ACTIVITY: If a line below includes the string "blue", copy it.

Saved entries
········
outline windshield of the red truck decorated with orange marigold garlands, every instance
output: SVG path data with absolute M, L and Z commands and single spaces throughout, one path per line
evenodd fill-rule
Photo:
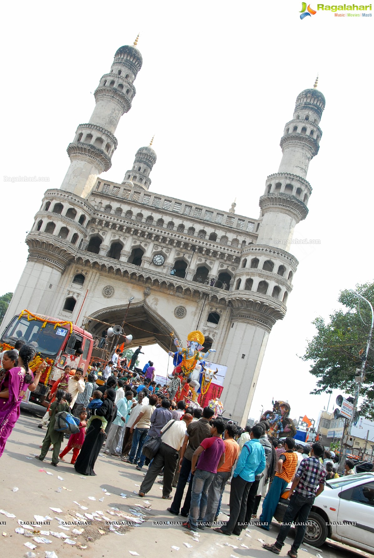
M 21 339 L 26 344 L 35 347 L 37 353 L 42 353 L 45 357 L 55 357 L 66 339 L 67 328 L 54 329 L 54 324 L 46 324 L 42 328 L 43 322 L 39 320 L 28 321 L 26 317 L 18 320 L 14 316 L 7 329 L 4 331 L 1 340 L 3 343 L 14 345 Z

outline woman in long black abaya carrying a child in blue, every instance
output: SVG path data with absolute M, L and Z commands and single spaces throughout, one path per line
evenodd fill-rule
M 104 393 L 104 401 L 101 407 L 96 408 L 95 415 L 105 417 L 108 421 L 106 425 L 105 432 L 108 432 L 112 421 L 115 419 L 116 406 L 115 401 L 115 391 L 114 389 L 107 389 Z M 94 466 L 96 459 L 105 441 L 105 434 L 101 427 L 103 423 L 100 420 L 93 420 L 91 426 L 89 427 L 85 440 L 82 445 L 82 449 L 75 461 L 74 468 L 77 473 L 81 475 L 96 475 L 94 472 Z

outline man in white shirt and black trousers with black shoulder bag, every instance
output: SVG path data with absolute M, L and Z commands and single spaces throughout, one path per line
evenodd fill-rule
M 192 422 L 192 415 L 186 413 L 179 421 L 170 420 L 161 430 L 161 446 L 148 472 L 140 485 L 139 496 L 143 497 L 152 488 L 157 475 L 164 469 L 164 483 L 162 497 L 164 500 L 171 500 L 172 483 L 179 461 L 179 449 L 183 445 L 187 426 Z

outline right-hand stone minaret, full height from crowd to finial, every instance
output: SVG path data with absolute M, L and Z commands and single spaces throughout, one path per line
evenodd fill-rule
M 245 290 L 236 291 L 238 296 L 230 301 L 231 325 L 221 358 L 228 366 L 222 399 L 224 407 L 235 410 L 235 419 L 236 410 L 243 420 L 248 416 L 271 328 L 285 316 L 298 265 L 289 254 L 290 240 L 295 225 L 308 214 L 312 187 L 305 177 L 310 160 L 318 153 L 322 136 L 318 124 L 324 105 L 317 80 L 313 89 L 298 95 L 293 119 L 285 125 L 280 140 L 279 171 L 268 176 L 265 194 L 260 197 L 258 238 L 242 250 L 245 259 L 236 277 Z

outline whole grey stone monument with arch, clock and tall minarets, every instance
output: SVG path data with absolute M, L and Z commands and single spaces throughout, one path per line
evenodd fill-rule
M 290 240 L 308 214 L 306 176 L 325 100 L 317 83 L 298 95 L 258 218 L 237 215 L 235 203 L 223 211 L 163 195 L 157 185 L 150 191 L 152 142 L 136 152 L 122 182 L 105 181 L 115 129 L 131 108 L 142 67 L 135 43 L 116 51 L 90 121 L 79 124 L 67 147 L 62 185 L 45 193 L 4 324 L 27 308 L 101 335 L 127 312 L 134 345 L 157 342 L 166 350 L 174 349 L 174 336 L 184 342 L 200 329 L 205 348 L 217 350 L 215 362 L 228 367 L 225 414 L 245 425 L 271 328 L 292 291 L 298 261 Z

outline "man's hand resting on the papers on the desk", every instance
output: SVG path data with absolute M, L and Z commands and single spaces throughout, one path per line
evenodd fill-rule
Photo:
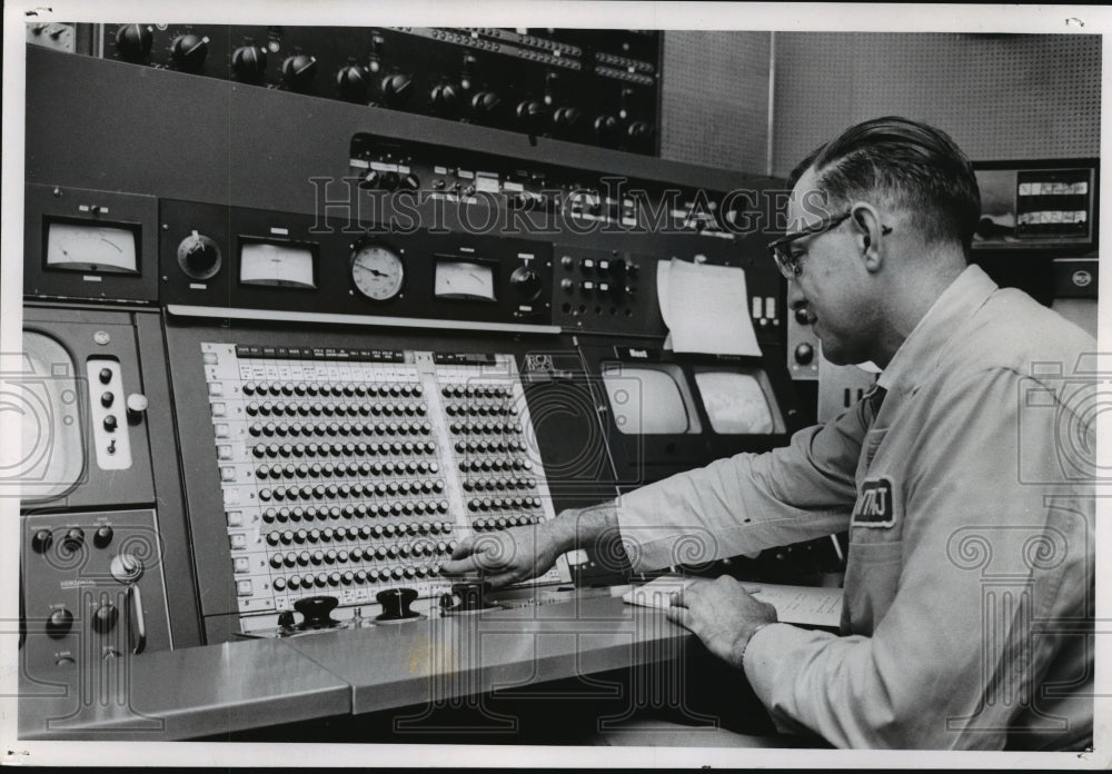
M 753 598 L 728 575 L 695 580 L 676 592 L 667 613 L 668 618 L 694 632 L 711 653 L 738 669 L 749 637 L 758 627 L 777 621 L 775 607 Z

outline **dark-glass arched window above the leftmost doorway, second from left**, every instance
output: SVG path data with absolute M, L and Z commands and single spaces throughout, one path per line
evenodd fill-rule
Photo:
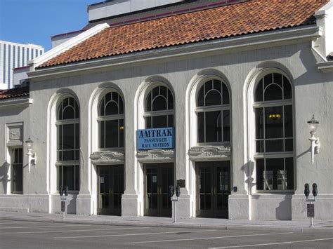
M 124 147 L 124 105 L 117 92 L 110 92 L 100 100 L 98 108 L 99 147 Z

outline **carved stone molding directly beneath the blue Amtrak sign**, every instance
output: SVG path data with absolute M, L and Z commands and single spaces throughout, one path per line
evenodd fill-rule
M 140 162 L 174 161 L 174 149 L 149 149 L 138 151 L 136 157 Z

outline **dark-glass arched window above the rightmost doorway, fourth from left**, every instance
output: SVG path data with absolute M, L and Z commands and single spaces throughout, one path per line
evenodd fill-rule
M 230 100 L 225 83 L 205 82 L 197 93 L 197 143 L 230 142 Z

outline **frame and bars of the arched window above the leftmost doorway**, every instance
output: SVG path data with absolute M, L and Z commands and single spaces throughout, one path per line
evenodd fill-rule
M 112 93 L 117 94 L 117 101 L 113 100 Z M 109 101 L 106 102 L 105 97 L 111 94 L 111 98 Z M 116 90 L 110 90 L 107 93 L 101 95 L 100 100 L 98 102 L 98 149 L 99 150 L 107 150 L 107 149 L 122 149 L 124 148 L 124 101 L 122 99 L 122 95 L 120 95 Z M 117 105 L 118 112 L 117 114 L 105 115 L 105 109 L 109 102 L 114 102 Z M 101 105 L 104 105 L 104 114 L 100 113 Z M 104 125 L 104 130 L 102 133 L 101 130 L 101 123 L 106 121 L 118 121 L 118 141 L 117 146 L 109 147 L 106 145 L 106 125 Z M 104 134 L 104 135 L 103 135 Z M 103 138 L 102 138 L 103 137 Z M 103 139 L 103 141 L 102 141 Z

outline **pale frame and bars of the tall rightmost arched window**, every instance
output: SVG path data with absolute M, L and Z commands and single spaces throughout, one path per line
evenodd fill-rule
M 256 95 L 256 89 L 257 86 L 259 86 L 259 83 L 261 83 L 261 80 L 264 80 L 264 78 L 268 75 L 274 75 L 274 74 L 280 74 L 282 75 L 282 86 L 284 86 L 284 81 L 285 79 L 287 79 L 287 81 L 289 81 L 290 84 L 290 88 L 291 88 L 291 97 L 288 99 L 285 99 L 285 93 L 283 93 L 282 91 L 282 100 L 263 100 L 262 101 L 255 101 L 255 95 Z M 273 78 L 272 78 L 273 79 Z M 273 79 L 274 81 L 274 79 Z M 273 82 L 272 84 L 276 85 L 275 82 Z M 264 95 L 264 90 L 266 90 L 268 88 L 268 86 L 264 86 L 265 83 L 263 82 L 263 95 Z M 254 191 L 256 191 L 257 193 L 266 193 L 266 192 L 294 192 L 294 187 L 295 187 L 295 159 L 294 159 L 294 89 L 293 89 L 293 85 L 292 85 L 292 81 L 290 80 L 290 77 L 287 76 L 287 74 L 285 74 L 284 72 L 282 72 L 280 69 L 275 69 L 275 68 L 269 68 L 269 69 L 262 69 L 261 72 L 258 74 L 258 76 L 256 76 L 255 79 L 255 83 L 253 85 L 253 88 L 249 89 L 252 93 L 252 96 L 250 98 L 250 100 L 252 100 L 252 104 L 249 105 L 249 113 L 250 115 L 250 122 L 252 124 L 250 124 L 250 127 L 252 127 L 253 129 L 250 130 L 250 135 L 249 135 L 249 139 L 252 140 L 253 142 L 249 142 L 249 151 L 250 153 L 252 153 L 252 159 L 254 161 L 254 179 L 256 180 L 256 189 L 254 189 Z M 282 87 L 281 90 L 284 90 L 284 88 Z M 285 107 L 290 106 L 291 108 L 291 116 L 292 116 L 292 137 L 285 137 Z M 256 137 L 256 132 L 257 132 L 257 127 L 256 127 L 256 110 L 260 109 L 260 108 L 269 108 L 269 107 L 282 107 L 282 119 L 283 119 L 283 136 L 282 137 L 278 137 L 276 140 L 283 140 L 283 151 L 282 152 L 267 152 L 266 149 L 266 141 L 267 140 L 275 140 L 275 139 L 266 139 L 266 137 L 264 137 L 264 139 L 257 139 Z M 251 111 L 252 109 L 252 111 Z M 266 118 L 266 117 L 265 117 Z M 265 124 L 263 124 L 263 126 L 265 126 Z M 266 129 L 263 129 L 263 135 L 265 136 L 266 134 Z M 288 150 L 286 151 L 285 149 L 285 140 L 289 140 L 292 139 L 292 150 Z M 259 141 L 263 141 L 263 151 L 261 151 L 261 149 L 257 149 L 257 143 Z M 259 152 L 258 152 L 259 151 Z M 266 170 L 268 168 L 268 161 L 272 162 L 273 160 L 276 161 L 283 161 L 283 170 L 273 170 L 274 173 L 270 172 L 272 170 Z M 262 165 L 263 163 L 263 165 Z M 289 166 L 287 166 L 287 164 L 289 163 Z M 290 163 L 292 163 L 292 166 L 290 166 Z M 272 163 L 273 165 L 273 163 Z M 263 167 L 263 174 L 261 174 L 261 170 L 259 170 L 259 167 Z M 273 166 L 272 166 L 273 168 Z M 292 175 L 289 175 L 287 177 L 288 174 L 288 170 L 287 168 L 289 168 L 289 170 L 292 170 Z M 276 172 L 275 172 L 276 171 Z M 282 173 L 280 175 L 278 175 L 278 171 L 282 171 Z M 262 177 L 260 179 L 260 177 Z M 280 178 L 279 178 L 280 177 Z M 261 181 L 262 180 L 262 181 Z M 281 180 L 282 184 L 278 184 L 279 180 Z M 292 181 L 292 184 L 287 184 L 286 181 Z M 260 185 L 262 182 L 262 186 L 263 188 L 261 189 Z M 272 182 L 270 184 L 270 182 Z M 290 182 L 289 182 L 290 183 Z M 291 186 L 290 186 L 291 185 Z M 275 189 L 276 186 L 276 189 Z

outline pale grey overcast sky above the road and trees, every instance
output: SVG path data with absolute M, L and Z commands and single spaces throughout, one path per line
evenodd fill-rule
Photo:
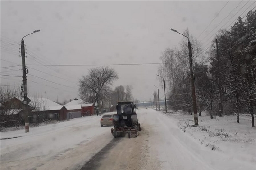
M 21 66 L 2 67 L 21 65 L 22 37 L 40 29 L 41 32 L 24 38 L 28 93 L 55 101 L 58 95 L 60 102 L 73 99 L 78 97 L 79 78 L 95 66 L 29 64 L 159 63 L 162 51 L 178 46 L 183 39 L 170 28 L 180 32 L 188 28 L 190 34 L 199 37 L 203 49 L 207 48 L 213 39 L 209 39 L 211 34 L 222 26 L 226 28 L 255 6 L 254 1 L 240 2 L 1 1 L 1 74 L 22 76 Z M 158 64 L 111 67 L 119 75 L 113 89 L 117 85 L 132 85 L 134 98 L 148 101 L 157 90 L 156 85 L 160 88 L 160 98 L 164 99 L 164 90 L 156 76 Z M 1 85 L 21 82 L 22 77 L 1 76 Z

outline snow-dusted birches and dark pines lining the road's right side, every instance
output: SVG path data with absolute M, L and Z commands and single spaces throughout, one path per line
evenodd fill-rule
M 199 112 L 207 110 L 212 119 L 216 115 L 236 113 L 238 123 L 239 113 L 249 113 L 253 119 L 256 112 L 256 11 L 247 13 L 244 21 L 238 17 L 229 30 L 220 30 L 206 54 L 188 30 L 184 34 L 192 44 Z M 166 79 L 169 107 L 192 114 L 186 40 L 178 48 L 166 49 L 160 59 L 162 65 L 158 74 Z

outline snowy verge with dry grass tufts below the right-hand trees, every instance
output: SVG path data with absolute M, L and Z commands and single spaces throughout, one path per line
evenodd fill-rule
M 236 115 L 217 116 L 210 119 L 202 113 L 198 117 L 199 126 L 194 126 L 194 115 L 181 112 L 169 114 L 178 119 L 178 126 L 201 145 L 211 150 L 233 154 L 241 160 L 256 162 L 256 128 L 251 127 L 251 119 Z

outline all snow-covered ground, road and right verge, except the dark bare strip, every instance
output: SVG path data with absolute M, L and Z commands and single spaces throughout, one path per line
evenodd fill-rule
M 256 170 L 256 128 L 250 117 L 199 117 L 180 112 L 137 111 L 142 126 L 137 138 L 121 138 L 95 170 Z M 96 153 L 113 142 L 112 127 L 100 117 L 1 132 L 1 169 L 80 170 Z M 94 169 L 93 169 L 94 170 Z

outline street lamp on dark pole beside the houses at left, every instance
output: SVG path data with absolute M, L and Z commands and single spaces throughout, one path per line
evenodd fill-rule
M 35 30 L 33 31 L 33 33 L 39 32 L 40 30 Z M 30 34 L 33 34 L 30 33 Z M 27 34 L 26 36 L 30 35 Z M 24 37 L 26 37 L 24 36 Z M 24 110 L 24 120 L 25 120 L 25 132 L 29 132 L 29 119 L 28 119 L 28 104 L 31 101 L 28 97 L 27 97 L 27 68 L 26 68 L 26 63 L 25 63 L 25 45 L 24 45 L 24 40 L 22 37 L 21 40 L 21 57 L 22 57 L 22 72 L 23 72 L 23 97 L 24 100 L 22 101 L 23 103 L 23 110 Z

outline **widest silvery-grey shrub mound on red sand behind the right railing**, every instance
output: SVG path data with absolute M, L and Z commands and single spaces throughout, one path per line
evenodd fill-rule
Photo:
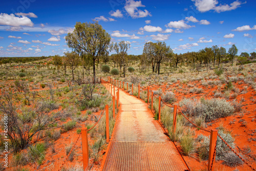
M 233 106 L 224 99 L 201 99 L 201 101 L 183 99 L 180 101 L 180 106 L 184 114 L 204 117 L 206 122 L 230 116 L 234 112 Z

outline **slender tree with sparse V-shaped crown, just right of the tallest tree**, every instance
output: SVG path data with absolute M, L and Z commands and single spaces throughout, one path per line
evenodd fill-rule
M 118 57 L 121 59 L 121 63 L 123 66 L 123 77 L 125 77 L 125 60 L 127 58 L 127 50 L 130 49 L 130 47 L 131 44 L 129 41 L 120 41 L 119 44 L 116 43 L 114 45 L 114 50 L 116 51 Z

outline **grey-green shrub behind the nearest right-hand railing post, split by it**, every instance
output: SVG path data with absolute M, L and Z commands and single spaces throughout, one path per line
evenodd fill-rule
M 232 147 L 234 148 L 234 139 L 229 133 L 224 131 L 218 131 L 220 136 Z M 210 136 L 201 136 L 200 146 L 198 148 L 199 157 L 202 160 L 208 159 L 209 156 L 209 144 Z M 217 139 L 217 148 L 216 148 L 216 160 L 223 160 L 224 156 L 230 152 L 230 149 L 227 145 L 218 137 Z

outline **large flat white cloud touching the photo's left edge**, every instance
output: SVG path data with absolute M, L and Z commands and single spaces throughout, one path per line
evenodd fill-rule
M 14 14 L 9 15 L 6 13 L 1 13 L 0 14 L 0 25 L 14 26 L 14 27 L 19 27 L 19 26 L 32 27 L 34 24 L 26 16 L 17 17 Z

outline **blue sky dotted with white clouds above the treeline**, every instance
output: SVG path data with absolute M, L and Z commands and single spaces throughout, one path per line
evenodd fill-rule
M 63 55 L 76 22 L 98 20 L 113 42 L 131 42 L 141 54 L 148 41 L 175 53 L 235 44 L 256 51 L 256 1 L 224 0 L 11 0 L 0 6 L 0 56 Z

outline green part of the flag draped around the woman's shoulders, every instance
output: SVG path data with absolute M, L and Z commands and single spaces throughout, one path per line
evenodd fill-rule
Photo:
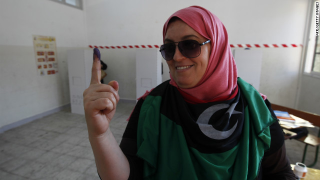
M 144 160 L 144 179 L 254 179 L 270 146 L 268 126 L 275 119 L 250 84 L 238 78 L 238 85 L 249 105 L 244 109 L 239 143 L 222 153 L 188 147 L 182 127 L 160 113 L 165 97 L 148 95 L 137 128 L 137 156 Z

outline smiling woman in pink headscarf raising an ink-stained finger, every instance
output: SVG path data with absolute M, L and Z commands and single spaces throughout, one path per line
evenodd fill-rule
M 137 102 L 117 146 L 108 122 L 118 84 L 83 92 L 89 140 L 102 179 L 295 179 L 270 103 L 237 70 L 220 20 L 191 6 L 163 27 L 170 80 Z M 263 99 L 264 98 L 264 99 Z

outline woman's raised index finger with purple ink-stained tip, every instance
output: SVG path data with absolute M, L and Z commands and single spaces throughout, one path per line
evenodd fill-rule
M 100 79 L 101 79 L 100 51 L 98 48 L 94 48 L 90 84 L 101 83 Z

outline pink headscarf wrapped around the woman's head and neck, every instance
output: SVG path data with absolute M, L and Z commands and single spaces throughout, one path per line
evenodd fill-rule
M 170 84 L 177 87 L 184 99 L 194 102 L 226 100 L 237 92 L 237 69 L 228 35 L 217 16 L 200 6 L 190 6 L 173 13 L 163 26 L 163 41 L 169 20 L 178 17 L 202 36 L 211 40 L 211 54 L 201 80 L 192 88 L 179 88 L 170 75 Z

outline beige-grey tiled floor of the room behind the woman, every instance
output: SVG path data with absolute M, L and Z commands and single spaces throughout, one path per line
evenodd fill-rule
M 118 143 L 133 107 L 132 102 L 118 103 L 110 124 Z M 304 144 L 285 143 L 291 163 L 301 161 Z M 308 147 L 307 161 L 314 149 Z M 320 169 L 320 161 L 314 167 Z M 99 179 L 84 115 L 67 108 L 0 133 L 0 179 Z

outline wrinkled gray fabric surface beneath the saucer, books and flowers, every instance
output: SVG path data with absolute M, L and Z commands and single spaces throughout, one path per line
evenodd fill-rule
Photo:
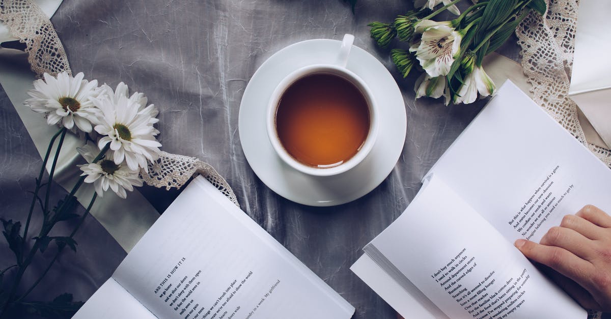
M 144 92 L 160 110 L 163 150 L 216 167 L 243 210 L 353 304 L 354 318 L 395 318 L 348 268 L 407 207 L 420 178 L 483 106 L 414 102 L 415 78 L 400 78 L 366 25 L 391 21 L 411 9 L 409 3 L 359 0 L 353 15 L 342 0 L 65 0 L 51 21 L 75 73 Z M 277 196 L 252 172 L 240 146 L 240 101 L 254 71 L 276 51 L 301 40 L 341 40 L 345 33 L 356 35 L 355 45 L 378 57 L 397 79 L 407 138 L 397 166 L 370 194 L 338 207 L 306 207 Z M 518 57 L 514 41 L 500 51 Z M 24 190 L 34 188 L 41 160 L 4 92 L 0 106 L 0 206 L 2 216 L 17 216 L 12 209 L 28 205 Z M 143 193 L 159 211 L 177 196 L 159 189 Z M 119 265 L 122 249 L 97 221 L 90 218 L 86 226 L 78 238 L 82 249 L 62 259 L 64 267 L 56 267 L 49 274 L 54 279 L 35 296 L 70 291 L 86 299 Z M 3 240 L 0 248 L 4 259 L 9 254 Z

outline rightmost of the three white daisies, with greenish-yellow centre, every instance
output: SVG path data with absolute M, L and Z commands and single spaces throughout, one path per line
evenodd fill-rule
M 114 163 L 125 160 L 133 171 L 138 167 L 148 171 L 147 160 L 158 159 L 161 146 L 155 139 L 159 131 L 153 127 L 157 111 L 153 105 L 145 106 L 144 101 L 142 97 L 129 98 L 123 93 L 93 100 L 102 111 L 95 131 L 105 135 L 98 141 L 98 147 L 103 149 L 110 143 Z

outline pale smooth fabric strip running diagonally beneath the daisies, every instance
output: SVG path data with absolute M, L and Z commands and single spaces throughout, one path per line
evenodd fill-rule
M 38 153 L 44 156 L 49 139 L 58 128 L 50 127 L 41 114 L 32 112 L 23 105 L 23 101 L 28 97 L 27 90 L 33 88 L 32 82 L 36 79 L 29 69 L 27 54 L 1 49 L 0 57 L 0 85 L 13 103 Z M 76 152 L 76 146 L 79 145 L 82 145 L 82 142 L 76 136 L 67 134 L 57 163 L 54 180 L 67 191 L 72 189 L 79 178 L 80 170 L 75 166 L 80 157 Z M 77 199 L 85 207 L 92 195 L 92 184 L 82 185 L 76 193 Z M 159 218 L 159 213 L 136 189 L 128 193 L 127 199 L 120 199 L 112 191 L 104 193 L 103 197 L 95 200 L 90 213 L 127 252 Z

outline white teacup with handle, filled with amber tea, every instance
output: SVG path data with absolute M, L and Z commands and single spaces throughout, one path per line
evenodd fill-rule
M 269 141 L 279 157 L 305 174 L 337 175 L 359 164 L 375 142 L 376 105 L 367 84 L 346 68 L 353 35 L 335 64 L 307 65 L 274 90 Z

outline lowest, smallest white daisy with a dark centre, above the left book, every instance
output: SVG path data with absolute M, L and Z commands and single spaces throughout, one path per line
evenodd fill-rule
M 78 152 L 89 162 L 89 164 L 78 165 L 81 168 L 81 176 L 86 176 L 85 183 L 93 183 L 95 193 L 102 197 L 104 191 L 112 189 L 117 196 L 127 197 L 125 190 L 133 191 L 133 186 L 142 186 L 139 171 L 133 171 L 125 163 L 116 164 L 112 153 L 97 163 L 90 163 L 97 156 L 98 150 L 90 144 L 78 147 Z

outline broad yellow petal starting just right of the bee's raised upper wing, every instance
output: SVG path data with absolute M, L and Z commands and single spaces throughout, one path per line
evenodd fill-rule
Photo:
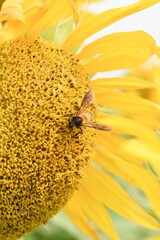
········
RESPONSE TO THE EXERCISE:
outline woman in long black abaya carrying a child in blue, every instance
outline **carved stone molding directly beneath the blue Amtrak sign**, every instance
outline **blue sky dotted with white clouds above the treeline**, every instance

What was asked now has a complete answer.